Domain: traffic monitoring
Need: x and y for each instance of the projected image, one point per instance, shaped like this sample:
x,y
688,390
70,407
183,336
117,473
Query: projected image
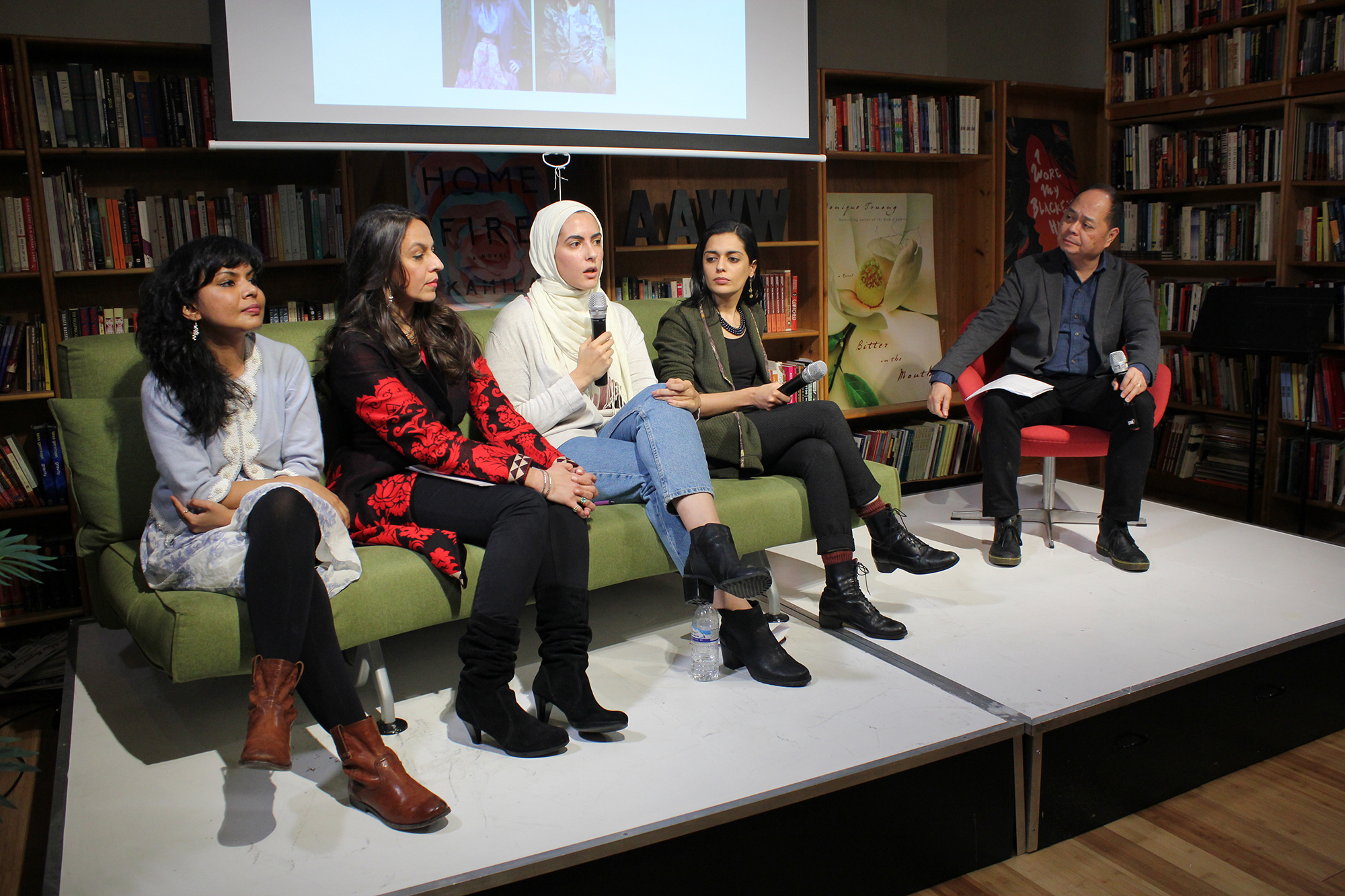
x,y
488,45
576,45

## WORK REQUIRED
A word-for-word copy of the material is required; pictures stay out of it.

## WRITTEN RESPONSE
Domain: traffic monitoring
Need: x and y for each instance of the projected image, one point per instance, shaped like this sample:
x,y
688,390
70,407
183,336
117,473
Query: projected image
x,y
488,45
576,45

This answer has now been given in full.